=== Material provided ===
▬▬▬▬▬▬
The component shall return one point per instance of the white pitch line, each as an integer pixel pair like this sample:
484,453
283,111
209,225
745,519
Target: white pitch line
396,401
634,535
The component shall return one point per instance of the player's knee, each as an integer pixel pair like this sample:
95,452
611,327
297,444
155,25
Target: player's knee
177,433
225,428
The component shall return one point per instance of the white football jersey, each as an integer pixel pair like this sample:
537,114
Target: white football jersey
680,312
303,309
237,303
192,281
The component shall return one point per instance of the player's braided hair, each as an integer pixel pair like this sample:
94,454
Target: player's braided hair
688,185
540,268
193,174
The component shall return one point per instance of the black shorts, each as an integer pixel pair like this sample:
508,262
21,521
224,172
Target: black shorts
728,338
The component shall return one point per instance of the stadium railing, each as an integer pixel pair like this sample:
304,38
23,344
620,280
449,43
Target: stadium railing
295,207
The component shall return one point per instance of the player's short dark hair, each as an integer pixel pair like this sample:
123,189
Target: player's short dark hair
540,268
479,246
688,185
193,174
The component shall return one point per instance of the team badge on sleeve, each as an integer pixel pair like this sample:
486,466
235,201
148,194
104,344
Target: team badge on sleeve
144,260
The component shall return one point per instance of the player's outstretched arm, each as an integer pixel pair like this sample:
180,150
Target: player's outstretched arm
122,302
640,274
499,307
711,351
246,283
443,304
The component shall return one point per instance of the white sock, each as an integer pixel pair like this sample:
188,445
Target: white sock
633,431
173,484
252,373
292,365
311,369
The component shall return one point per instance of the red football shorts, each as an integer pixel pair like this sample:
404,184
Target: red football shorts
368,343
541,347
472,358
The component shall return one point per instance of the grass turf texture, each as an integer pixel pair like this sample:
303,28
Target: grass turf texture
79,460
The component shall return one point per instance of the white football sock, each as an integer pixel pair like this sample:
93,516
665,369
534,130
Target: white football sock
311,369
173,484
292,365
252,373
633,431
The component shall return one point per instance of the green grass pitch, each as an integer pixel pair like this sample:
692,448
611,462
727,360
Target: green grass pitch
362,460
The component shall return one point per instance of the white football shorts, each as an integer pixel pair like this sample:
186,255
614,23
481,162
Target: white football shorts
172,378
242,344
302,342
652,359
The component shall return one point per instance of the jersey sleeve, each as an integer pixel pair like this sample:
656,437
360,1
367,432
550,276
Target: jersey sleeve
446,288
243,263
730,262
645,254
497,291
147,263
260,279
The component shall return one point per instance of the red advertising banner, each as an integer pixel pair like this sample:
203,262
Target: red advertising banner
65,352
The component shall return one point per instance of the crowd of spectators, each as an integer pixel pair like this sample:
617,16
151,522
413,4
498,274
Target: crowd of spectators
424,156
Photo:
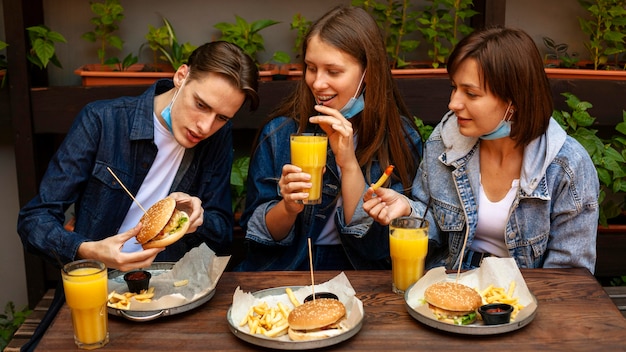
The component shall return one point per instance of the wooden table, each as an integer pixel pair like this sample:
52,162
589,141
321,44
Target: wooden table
574,313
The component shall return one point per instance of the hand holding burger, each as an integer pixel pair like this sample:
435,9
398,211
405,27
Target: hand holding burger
452,302
163,224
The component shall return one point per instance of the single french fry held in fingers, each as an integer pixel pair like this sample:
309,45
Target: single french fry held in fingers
383,178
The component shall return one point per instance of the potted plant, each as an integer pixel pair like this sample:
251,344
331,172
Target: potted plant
10,321
606,28
293,70
443,25
608,155
163,40
246,35
396,22
113,71
238,177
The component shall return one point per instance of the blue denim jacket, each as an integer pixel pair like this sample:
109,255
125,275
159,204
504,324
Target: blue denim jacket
366,242
119,134
554,217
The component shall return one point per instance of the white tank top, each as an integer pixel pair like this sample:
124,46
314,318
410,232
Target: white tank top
492,218
158,181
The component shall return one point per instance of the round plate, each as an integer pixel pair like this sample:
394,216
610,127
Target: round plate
424,315
279,344
135,315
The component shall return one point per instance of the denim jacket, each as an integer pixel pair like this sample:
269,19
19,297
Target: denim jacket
553,219
119,134
366,242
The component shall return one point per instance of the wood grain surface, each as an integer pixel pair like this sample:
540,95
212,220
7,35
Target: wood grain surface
574,314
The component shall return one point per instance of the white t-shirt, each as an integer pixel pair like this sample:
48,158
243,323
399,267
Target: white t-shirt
492,218
158,181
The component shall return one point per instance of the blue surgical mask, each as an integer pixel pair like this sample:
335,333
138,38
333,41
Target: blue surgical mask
504,127
166,113
356,104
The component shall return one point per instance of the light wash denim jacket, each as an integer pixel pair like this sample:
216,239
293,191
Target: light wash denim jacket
365,241
120,134
554,217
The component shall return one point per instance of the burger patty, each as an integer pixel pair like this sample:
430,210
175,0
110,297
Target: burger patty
175,222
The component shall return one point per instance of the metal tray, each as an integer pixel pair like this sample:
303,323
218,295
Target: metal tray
274,343
424,315
156,269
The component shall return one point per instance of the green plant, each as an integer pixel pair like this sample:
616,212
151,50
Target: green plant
165,41
247,37
559,54
606,27
108,14
123,65
238,176
608,155
155,39
443,23
396,22
42,41
301,25
10,321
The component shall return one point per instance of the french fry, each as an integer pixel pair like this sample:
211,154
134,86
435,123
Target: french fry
265,320
122,300
499,295
181,283
383,177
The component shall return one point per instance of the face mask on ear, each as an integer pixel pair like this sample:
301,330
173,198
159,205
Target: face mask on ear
166,113
356,104
504,127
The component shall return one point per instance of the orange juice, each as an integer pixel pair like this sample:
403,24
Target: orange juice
308,151
408,248
85,287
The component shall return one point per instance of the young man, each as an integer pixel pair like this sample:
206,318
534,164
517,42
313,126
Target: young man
175,139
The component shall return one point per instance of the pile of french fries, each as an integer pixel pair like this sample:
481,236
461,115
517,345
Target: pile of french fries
122,300
269,321
500,295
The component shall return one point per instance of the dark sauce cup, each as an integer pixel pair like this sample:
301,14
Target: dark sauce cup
137,280
321,295
496,313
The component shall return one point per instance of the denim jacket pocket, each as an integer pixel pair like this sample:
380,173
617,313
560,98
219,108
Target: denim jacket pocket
449,218
532,250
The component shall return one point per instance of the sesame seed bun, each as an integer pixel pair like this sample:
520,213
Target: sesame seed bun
316,319
163,224
453,302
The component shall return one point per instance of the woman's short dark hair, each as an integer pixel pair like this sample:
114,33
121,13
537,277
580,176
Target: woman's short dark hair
512,69
230,61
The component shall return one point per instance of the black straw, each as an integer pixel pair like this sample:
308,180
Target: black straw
425,211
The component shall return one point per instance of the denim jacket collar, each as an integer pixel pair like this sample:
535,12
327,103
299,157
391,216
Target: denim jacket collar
142,126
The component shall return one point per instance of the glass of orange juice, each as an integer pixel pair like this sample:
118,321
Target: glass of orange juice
408,245
308,152
85,286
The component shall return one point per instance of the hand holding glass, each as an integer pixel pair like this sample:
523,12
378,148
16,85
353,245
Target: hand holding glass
408,244
308,152
85,286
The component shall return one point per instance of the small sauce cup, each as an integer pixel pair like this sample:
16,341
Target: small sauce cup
137,280
321,295
496,313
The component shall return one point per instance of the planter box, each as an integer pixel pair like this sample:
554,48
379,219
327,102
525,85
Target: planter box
573,73
137,74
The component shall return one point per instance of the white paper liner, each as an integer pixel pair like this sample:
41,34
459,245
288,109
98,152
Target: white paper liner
498,272
200,266
339,285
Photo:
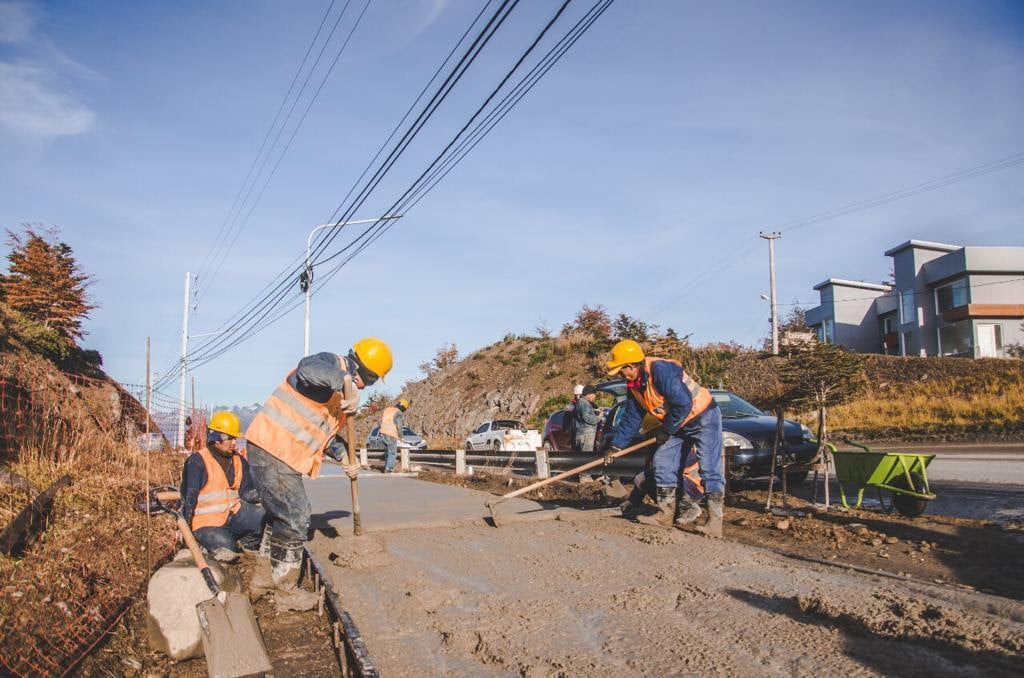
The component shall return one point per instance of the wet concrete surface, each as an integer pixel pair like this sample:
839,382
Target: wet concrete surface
394,502
592,596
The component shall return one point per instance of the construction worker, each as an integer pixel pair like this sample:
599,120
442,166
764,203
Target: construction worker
288,438
218,498
689,417
585,418
392,424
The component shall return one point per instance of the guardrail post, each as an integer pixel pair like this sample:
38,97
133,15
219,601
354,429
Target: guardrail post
541,461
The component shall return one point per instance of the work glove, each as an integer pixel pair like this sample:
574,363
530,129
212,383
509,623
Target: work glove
338,450
349,396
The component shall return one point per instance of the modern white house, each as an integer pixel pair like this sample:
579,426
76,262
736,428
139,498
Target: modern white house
945,300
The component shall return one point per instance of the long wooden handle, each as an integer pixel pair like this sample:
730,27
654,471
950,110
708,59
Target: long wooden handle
198,556
356,517
574,471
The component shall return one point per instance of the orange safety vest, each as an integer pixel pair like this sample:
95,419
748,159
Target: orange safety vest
653,401
387,422
296,429
217,499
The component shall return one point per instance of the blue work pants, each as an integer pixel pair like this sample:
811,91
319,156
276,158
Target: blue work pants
283,496
702,433
390,452
245,527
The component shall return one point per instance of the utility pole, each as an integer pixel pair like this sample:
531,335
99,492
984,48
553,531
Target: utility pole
184,367
771,238
147,449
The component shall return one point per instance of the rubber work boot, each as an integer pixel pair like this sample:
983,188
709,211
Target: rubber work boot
286,566
687,512
716,511
666,508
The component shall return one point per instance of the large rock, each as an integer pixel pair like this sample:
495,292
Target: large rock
174,591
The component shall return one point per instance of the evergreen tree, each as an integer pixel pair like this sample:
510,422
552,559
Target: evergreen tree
44,283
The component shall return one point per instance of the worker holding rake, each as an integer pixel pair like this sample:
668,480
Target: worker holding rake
689,418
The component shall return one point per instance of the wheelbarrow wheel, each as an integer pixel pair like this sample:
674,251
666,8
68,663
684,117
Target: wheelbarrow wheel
909,506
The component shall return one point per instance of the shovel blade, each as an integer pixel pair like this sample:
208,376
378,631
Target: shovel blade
231,640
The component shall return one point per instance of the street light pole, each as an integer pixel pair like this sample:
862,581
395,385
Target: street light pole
771,238
307,280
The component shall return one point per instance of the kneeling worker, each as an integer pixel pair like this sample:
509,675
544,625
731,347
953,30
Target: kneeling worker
689,417
392,424
218,497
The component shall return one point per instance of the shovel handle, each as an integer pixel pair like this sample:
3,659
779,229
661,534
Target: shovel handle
356,517
198,556
573,471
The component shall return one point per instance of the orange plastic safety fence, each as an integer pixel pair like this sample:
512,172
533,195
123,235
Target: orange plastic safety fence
43,633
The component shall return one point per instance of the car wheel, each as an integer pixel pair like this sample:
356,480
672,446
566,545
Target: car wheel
796,478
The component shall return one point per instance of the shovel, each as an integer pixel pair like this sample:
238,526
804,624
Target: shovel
493,504
231,640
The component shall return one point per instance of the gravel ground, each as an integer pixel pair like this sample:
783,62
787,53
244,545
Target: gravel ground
602,594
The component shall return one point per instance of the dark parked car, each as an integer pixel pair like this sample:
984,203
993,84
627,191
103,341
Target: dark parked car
748,433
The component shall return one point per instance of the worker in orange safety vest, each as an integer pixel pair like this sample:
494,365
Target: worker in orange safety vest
392,422
218,497
287,440
689,419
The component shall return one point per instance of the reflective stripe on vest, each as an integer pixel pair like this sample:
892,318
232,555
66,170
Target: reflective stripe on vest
387,421
217,499
653,401
296,429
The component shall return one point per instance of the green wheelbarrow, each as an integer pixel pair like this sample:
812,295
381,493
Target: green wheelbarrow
903,474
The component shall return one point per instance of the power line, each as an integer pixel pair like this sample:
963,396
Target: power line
217,239
279,290
415,189
933,184
295,131
895,294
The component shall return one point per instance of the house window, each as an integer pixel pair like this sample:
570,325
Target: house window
950,296
906,308
955,338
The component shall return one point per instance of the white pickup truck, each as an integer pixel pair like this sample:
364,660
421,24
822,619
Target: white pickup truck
503,435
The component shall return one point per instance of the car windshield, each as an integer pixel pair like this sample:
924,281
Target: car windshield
734,407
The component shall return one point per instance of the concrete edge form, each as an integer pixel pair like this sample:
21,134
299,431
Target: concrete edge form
352,652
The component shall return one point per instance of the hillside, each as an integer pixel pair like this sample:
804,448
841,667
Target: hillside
904,398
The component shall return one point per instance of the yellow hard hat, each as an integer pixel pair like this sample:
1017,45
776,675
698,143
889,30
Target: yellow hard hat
225,422
374,355
626,351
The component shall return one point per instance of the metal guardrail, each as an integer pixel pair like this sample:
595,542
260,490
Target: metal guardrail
522,461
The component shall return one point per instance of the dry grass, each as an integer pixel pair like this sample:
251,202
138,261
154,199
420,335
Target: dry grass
95,551
945,405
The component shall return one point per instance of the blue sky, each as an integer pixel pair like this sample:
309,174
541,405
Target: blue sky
669,136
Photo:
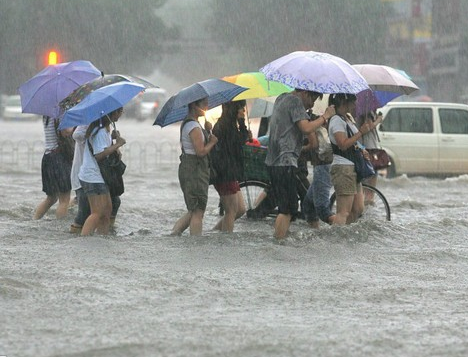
▬▬▬▬▬▬
=== Your instructions ===
List every line in the entries above that contains the word "sesame", copying each one in full; case counts.

=== Finished exercise ===
The component shall return one point per instance of the sesame seed bun, each as an integer pixel pair like this sample:
Target: sesame seed bun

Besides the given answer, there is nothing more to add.